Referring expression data

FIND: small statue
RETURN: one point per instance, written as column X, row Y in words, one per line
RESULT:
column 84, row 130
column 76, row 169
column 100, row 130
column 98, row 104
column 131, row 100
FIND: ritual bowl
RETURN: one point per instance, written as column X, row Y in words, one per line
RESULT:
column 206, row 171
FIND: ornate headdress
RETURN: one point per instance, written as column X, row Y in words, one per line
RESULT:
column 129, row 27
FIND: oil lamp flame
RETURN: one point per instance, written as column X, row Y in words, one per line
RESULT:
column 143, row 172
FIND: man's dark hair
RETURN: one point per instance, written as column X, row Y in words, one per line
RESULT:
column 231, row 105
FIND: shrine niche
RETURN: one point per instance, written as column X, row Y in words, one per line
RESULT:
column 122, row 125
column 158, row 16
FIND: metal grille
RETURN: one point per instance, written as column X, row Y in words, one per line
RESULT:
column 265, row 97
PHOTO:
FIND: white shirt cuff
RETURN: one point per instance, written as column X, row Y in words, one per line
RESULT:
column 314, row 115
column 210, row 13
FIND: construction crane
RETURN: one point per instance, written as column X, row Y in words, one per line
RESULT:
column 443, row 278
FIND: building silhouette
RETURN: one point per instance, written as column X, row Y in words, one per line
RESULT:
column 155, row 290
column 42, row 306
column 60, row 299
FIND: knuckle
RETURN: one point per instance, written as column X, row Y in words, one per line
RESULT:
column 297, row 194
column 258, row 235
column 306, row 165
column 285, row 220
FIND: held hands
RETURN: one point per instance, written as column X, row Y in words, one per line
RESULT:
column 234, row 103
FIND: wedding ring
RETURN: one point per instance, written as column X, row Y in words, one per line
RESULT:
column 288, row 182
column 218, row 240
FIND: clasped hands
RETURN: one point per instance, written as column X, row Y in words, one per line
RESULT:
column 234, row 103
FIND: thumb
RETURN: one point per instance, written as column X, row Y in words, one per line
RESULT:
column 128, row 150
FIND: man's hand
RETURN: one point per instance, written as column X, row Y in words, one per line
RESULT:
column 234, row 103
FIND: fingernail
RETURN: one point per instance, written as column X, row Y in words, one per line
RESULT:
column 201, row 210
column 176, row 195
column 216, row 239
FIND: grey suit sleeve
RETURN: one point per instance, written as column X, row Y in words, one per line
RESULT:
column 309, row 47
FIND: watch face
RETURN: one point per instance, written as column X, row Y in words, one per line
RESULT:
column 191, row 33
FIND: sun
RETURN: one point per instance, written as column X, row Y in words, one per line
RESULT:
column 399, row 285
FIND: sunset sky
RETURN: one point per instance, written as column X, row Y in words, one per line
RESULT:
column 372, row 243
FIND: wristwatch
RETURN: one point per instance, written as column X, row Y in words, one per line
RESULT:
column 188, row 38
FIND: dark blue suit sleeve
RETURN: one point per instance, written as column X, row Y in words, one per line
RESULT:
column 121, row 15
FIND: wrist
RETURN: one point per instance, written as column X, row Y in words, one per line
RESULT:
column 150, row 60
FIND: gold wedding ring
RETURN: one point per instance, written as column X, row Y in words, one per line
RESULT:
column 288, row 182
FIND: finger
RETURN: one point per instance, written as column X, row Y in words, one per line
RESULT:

§ **Work request**: Reproduce the records word for word.

§ **Answer section**:
FIND: small statue
RETURN: one point per instance, written as column X, row Y in words, one per line
RESULT:
column 84, row 130
column 76, row 169
column 100, row 130
column 98, row 104
column 131, row 100
FIND: ritual bowl
RETURN: one point per instance, written as column X, row Y in words, one per line
RESULT:
column 206, row 171
FIND: ornate headdress
RETURN: one point per instance, written as column X, row Y in words, one per line
RESULT:
column 129, row 27
FIND: oil lamp flame
RETURN: one point per instance, written as column X, row Y in words, one per line
RESULT:
column 143, row 172
FIND: man's dark hair
RETURN: one point per instance, written as column X, row Y in words, one per line
RESULT:
column 231, row 105
FIND: shrine niche
RETURN: one point per instance, written as column X, row Y in words, one per line
RESULT:
column 122, row 125
column 158, row 16
FIND: metal grille
RETURN: one point per instance, written as column X, row Y in words, one per line
RESULT:
column 265, row 97
PHOTO:
FIND: white shirt cuff
RETURN: one point per instance, written as column X, row Y in words, one per line
RESULT:
column 314, row 115
column 210, row 13
FIND: construction crane
RETURN: one point per instance, written as column X, row Y in words, one per line
RESULT:
column 443, row 278
FIND: building silhouette
RETURN: one point per instance, written as column X, row Y in words, one per line
RESULT:
column 155, row 290
column 42, row 306
column 60, row 299
FIND: knuckle
RETURN: one point per instance, written as column X, row Y in words, one per line
RESULT:
column 297, row 194
column 258, row 235
column 306, row 165
column 285, row 220
FIND: held hands
RETURN: one point per instance, written as column X, row Y in words, one per line
RESULT:
column 234, row 103
FIND: wedding ring
RETURN: one point per instance, written as column X, row Y in words, one per line
RESULT:
column 288, row 182
column 218, row 240
FIND: clasped hands
RETURN: one point per instance, written as column X, row Y in words, one per line
RESULT:
column 234, row 103
FIND: thumb
RETURN: one point per instance, written as column X, row Y in words, one per line
RESULT:
column 128, row 150
FIND: man's hand
RETURN: one point per instance, written as column X, row Y in words, one per line
RESULT:
column 234, row 103
FIND: fingernail
RETURN: one point per instance, written as column X, row Y in words, one per line
RESULT:
column 201, row 210
column 176, row 195
column 216, row 239
FIND: grey suit sleeve
RETURN: one point per instance, written as column X, row Y in words, one per line
RESULT:
column 309, row 47
FIND: watch face
RETURN: one point per instance, written as column X, row Y in words, one per line
RESULT:
column 191, row 33
FIND: sun
RETURN: one point per instance, written as column X, row Y in words, one per line
RESULT:
column 399, row 285
FIND: sunset sky
RETURN: one point per instance, written as column X, row Y in words, one per line
RESULT:
column 372, row 243
FIND: wristwatch
RETURN: one point per instance, written as column X, row Y in words, one per line
RESULT:
column 188, row 38
FIND: dark blue suit sleeve
RETURN: one point per instance, written as column X, row Y in words, one per line
RESULT:
column 121, row 15
FIND: wrist
RETURN: one point per instance, written as column X, row Y in words, one per line
RESULT:
column 150, row 60
FIND: gold wedding ring
RETURN: one point per instance, written as column X, row Y in words, one per line
RESULT:
column 288, row 182
FIND: finger
RETURN: one point per instance, written as column X, row Y in words, one per line
RESULT:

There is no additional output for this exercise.